Requirement ▸ Shift the coordinates by 122 in the lines from the line with "Pick out the metal" up to and including the line with "<point>260,210</point>". Reproduce all of those lines in full, and add 122 to both numbers only in the lines that consist of a single point. Keep the sample point inside each longer line unchanged.

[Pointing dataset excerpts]
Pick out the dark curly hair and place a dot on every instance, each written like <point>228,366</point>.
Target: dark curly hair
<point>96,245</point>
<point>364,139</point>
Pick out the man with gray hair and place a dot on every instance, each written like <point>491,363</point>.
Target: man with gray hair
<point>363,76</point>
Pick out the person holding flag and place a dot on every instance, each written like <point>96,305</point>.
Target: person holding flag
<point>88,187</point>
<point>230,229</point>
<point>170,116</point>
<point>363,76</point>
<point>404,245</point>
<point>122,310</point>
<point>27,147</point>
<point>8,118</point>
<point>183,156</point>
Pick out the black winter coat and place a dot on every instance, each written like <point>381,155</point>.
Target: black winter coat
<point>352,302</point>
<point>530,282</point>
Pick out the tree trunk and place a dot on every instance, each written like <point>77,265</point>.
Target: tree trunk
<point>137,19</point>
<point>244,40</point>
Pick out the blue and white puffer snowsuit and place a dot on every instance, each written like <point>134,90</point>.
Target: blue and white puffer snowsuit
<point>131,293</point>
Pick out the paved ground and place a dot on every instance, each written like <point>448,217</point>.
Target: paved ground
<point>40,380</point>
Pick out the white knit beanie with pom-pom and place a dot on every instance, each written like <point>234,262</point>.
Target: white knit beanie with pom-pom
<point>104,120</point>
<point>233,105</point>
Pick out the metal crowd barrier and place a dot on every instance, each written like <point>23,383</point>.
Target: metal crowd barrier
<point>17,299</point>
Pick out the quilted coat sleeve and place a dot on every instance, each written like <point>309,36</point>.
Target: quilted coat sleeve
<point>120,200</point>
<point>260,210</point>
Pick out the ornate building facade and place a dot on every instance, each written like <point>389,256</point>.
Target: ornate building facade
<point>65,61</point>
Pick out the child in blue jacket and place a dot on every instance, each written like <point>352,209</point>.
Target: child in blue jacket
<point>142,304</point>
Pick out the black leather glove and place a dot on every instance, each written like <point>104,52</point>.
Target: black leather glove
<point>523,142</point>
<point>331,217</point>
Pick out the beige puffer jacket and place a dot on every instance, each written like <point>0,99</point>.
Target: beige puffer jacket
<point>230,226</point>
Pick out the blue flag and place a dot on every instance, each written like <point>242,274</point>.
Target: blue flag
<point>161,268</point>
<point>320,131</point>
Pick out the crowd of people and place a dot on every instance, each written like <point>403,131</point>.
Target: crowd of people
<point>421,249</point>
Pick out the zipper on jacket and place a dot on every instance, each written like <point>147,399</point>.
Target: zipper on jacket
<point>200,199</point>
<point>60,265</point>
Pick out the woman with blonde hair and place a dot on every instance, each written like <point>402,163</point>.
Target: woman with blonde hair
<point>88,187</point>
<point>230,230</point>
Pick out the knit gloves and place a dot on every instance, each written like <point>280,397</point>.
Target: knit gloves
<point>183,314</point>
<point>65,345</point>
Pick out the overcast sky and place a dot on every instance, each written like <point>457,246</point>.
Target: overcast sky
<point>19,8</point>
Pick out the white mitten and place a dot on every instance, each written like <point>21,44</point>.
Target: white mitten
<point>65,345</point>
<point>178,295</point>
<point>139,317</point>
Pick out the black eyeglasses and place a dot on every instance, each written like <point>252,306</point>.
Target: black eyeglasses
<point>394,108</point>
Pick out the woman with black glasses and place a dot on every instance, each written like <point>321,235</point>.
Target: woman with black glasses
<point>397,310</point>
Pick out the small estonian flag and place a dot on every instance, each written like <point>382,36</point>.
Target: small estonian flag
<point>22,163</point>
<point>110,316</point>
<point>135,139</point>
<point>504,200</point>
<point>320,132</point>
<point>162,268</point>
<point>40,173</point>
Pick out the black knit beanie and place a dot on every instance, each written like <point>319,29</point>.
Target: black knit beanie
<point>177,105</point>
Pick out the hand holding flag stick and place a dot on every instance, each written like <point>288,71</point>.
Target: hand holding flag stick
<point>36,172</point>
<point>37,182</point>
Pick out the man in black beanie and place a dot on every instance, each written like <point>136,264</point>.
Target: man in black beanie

Solution to this problem ▸
Pick out the metal crowd barrier and place a dot on every instance, each written like <point>23,383</point>.
Target: metal crowd barrier
<point>139,421</point>
Pick out the quilted coat sleeve and place a dot on every instance, each written like <point>309,36</point>.
Target: quilted coat sleeve
<point>242,322</point>
<point>382,332</point>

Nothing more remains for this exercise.